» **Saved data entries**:
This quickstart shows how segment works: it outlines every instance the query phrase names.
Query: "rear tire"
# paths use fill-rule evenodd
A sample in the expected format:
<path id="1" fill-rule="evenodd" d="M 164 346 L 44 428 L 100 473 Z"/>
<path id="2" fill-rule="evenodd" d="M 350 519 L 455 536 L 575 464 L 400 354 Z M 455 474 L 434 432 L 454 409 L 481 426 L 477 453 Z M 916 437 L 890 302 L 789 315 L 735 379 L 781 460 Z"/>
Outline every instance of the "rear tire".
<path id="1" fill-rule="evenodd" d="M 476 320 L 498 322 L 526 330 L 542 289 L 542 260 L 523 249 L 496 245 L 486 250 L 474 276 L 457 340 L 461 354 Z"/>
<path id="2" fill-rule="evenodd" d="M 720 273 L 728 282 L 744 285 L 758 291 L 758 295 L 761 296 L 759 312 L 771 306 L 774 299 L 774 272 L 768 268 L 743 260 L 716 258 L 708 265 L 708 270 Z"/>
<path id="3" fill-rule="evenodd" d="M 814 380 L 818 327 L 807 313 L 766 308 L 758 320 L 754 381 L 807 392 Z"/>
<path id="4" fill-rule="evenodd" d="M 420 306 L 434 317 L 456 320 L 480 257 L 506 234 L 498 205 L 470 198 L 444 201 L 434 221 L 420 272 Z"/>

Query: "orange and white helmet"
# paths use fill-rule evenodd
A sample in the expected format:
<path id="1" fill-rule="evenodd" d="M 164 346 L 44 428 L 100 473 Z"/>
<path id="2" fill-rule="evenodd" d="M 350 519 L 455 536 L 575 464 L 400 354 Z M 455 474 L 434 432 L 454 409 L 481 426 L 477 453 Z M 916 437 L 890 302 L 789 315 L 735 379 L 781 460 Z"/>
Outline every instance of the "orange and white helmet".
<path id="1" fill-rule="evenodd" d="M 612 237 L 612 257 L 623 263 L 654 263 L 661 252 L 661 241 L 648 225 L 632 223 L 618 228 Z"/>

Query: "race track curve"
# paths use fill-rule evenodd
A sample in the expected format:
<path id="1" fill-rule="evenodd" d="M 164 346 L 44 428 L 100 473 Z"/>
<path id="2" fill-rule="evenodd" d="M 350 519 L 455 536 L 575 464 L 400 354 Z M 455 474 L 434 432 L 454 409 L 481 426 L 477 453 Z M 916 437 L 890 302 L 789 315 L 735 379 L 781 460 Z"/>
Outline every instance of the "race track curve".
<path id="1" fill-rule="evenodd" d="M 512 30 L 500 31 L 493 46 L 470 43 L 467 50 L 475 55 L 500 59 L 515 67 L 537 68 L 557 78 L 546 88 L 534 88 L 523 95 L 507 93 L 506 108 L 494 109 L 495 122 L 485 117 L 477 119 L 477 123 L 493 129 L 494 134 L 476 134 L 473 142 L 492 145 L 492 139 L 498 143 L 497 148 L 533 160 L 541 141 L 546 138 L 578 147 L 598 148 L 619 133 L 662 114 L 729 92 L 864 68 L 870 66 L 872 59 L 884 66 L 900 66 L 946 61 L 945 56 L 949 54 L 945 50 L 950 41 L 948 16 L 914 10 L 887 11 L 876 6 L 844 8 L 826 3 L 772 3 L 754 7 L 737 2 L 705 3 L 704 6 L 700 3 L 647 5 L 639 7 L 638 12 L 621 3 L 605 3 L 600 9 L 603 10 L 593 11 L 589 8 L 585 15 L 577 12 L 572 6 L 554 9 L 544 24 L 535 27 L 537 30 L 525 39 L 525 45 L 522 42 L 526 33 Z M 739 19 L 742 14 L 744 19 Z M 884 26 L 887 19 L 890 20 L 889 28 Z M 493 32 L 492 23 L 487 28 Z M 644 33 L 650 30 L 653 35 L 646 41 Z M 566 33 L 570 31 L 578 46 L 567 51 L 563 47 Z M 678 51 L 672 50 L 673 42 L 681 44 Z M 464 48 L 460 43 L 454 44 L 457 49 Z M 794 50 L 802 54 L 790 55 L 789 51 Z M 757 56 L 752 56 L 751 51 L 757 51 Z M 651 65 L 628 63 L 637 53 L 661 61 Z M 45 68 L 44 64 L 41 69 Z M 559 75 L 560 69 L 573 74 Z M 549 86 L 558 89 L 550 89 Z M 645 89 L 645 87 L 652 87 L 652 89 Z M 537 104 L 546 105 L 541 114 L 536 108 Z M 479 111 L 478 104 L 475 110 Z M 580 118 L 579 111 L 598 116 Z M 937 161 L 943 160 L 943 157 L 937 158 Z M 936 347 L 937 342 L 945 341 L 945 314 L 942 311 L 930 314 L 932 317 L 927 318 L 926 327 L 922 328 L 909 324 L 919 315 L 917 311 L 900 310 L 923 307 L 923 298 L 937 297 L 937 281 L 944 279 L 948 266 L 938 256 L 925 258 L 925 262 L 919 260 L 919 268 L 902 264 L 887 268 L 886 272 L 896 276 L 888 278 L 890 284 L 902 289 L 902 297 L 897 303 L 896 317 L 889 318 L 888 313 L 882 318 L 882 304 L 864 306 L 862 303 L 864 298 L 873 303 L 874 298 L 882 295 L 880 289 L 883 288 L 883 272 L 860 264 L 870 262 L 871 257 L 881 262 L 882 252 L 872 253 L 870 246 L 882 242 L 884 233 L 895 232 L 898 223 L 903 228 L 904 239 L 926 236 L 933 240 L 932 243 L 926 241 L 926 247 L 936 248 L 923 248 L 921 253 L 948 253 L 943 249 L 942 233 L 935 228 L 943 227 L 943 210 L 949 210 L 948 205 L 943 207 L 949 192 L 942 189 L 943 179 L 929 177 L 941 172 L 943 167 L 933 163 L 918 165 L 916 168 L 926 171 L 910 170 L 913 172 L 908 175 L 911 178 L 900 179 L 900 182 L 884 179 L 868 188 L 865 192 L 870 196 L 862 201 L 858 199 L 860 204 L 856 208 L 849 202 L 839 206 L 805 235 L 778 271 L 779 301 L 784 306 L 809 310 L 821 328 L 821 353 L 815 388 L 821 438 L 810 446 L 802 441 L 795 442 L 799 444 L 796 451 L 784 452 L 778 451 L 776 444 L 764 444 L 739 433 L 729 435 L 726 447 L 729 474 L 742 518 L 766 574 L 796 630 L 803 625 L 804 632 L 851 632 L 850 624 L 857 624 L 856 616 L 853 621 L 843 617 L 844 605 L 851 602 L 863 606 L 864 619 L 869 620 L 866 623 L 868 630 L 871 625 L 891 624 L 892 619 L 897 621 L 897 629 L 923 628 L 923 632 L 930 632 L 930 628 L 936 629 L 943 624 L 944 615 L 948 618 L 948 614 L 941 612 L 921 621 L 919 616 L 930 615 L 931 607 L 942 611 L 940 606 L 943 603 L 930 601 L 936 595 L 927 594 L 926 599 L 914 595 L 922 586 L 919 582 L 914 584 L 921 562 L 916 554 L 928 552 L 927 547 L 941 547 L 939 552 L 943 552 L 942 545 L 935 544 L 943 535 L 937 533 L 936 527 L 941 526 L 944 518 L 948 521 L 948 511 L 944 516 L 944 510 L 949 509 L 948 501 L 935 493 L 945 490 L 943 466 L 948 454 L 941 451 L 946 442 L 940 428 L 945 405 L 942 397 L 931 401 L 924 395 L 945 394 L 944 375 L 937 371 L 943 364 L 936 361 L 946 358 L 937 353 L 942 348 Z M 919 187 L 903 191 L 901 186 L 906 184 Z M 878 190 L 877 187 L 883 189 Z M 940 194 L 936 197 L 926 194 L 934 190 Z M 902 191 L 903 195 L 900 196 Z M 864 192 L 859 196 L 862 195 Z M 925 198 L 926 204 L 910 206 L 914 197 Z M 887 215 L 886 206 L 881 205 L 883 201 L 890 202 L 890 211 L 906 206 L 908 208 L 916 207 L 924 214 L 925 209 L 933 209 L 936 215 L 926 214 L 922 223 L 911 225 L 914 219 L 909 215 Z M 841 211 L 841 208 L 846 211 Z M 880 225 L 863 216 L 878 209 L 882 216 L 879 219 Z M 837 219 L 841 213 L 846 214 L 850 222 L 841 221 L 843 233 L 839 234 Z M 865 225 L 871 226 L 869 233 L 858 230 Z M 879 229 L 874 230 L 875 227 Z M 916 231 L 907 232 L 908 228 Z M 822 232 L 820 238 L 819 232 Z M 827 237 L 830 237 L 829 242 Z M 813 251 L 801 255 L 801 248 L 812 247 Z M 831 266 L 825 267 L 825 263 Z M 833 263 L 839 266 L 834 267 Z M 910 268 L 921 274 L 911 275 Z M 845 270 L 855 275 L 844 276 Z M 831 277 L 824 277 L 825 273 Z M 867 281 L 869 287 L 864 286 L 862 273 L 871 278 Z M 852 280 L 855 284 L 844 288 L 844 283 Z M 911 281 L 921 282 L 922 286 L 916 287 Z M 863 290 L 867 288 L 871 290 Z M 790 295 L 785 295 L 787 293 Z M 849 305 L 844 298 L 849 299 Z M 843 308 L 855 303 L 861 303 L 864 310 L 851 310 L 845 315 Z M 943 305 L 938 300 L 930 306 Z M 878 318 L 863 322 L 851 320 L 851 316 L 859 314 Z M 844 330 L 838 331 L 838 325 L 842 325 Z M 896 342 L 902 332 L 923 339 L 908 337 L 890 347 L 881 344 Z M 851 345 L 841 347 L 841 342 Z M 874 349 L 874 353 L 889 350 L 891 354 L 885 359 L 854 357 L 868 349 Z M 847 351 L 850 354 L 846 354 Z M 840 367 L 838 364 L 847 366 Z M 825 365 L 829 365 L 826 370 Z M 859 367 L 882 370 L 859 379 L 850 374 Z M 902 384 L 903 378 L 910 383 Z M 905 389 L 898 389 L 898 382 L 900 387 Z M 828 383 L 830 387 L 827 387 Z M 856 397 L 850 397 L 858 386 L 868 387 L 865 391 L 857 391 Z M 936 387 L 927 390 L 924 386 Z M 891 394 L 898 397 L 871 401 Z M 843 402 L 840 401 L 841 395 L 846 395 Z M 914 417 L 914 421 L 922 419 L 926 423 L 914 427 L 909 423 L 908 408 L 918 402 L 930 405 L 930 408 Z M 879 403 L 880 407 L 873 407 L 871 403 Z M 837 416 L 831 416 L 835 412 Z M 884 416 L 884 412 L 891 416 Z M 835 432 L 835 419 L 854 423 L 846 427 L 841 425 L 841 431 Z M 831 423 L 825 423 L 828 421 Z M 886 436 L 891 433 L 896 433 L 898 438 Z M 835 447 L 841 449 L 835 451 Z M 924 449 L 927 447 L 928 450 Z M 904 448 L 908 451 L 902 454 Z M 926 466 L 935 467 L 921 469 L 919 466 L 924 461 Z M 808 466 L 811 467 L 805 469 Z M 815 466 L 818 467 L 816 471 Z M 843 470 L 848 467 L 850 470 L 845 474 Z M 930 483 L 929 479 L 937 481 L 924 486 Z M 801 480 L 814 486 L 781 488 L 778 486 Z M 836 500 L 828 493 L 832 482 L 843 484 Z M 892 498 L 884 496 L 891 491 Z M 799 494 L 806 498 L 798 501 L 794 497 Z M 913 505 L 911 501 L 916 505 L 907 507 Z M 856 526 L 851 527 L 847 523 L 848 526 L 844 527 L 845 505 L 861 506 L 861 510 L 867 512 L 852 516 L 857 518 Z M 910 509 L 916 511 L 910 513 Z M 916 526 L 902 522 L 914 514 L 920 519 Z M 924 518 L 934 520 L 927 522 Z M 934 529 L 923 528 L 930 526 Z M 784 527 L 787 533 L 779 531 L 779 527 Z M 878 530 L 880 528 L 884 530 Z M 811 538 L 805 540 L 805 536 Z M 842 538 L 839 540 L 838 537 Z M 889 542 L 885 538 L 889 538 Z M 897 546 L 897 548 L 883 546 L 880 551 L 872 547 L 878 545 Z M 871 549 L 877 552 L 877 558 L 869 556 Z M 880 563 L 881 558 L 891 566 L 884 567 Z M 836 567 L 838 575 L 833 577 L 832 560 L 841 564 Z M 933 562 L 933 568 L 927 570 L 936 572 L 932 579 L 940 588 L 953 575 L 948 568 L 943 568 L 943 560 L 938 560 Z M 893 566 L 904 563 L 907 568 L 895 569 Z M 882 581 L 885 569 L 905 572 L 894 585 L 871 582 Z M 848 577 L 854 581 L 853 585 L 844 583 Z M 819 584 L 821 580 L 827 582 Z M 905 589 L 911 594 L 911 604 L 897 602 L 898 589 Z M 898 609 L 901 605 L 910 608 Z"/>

» **INSTRUCTIONS TO FOLLOW**: How many lines of the listing above contain the string "curve"? Reply with the number alone.

» **ANSWER**: 2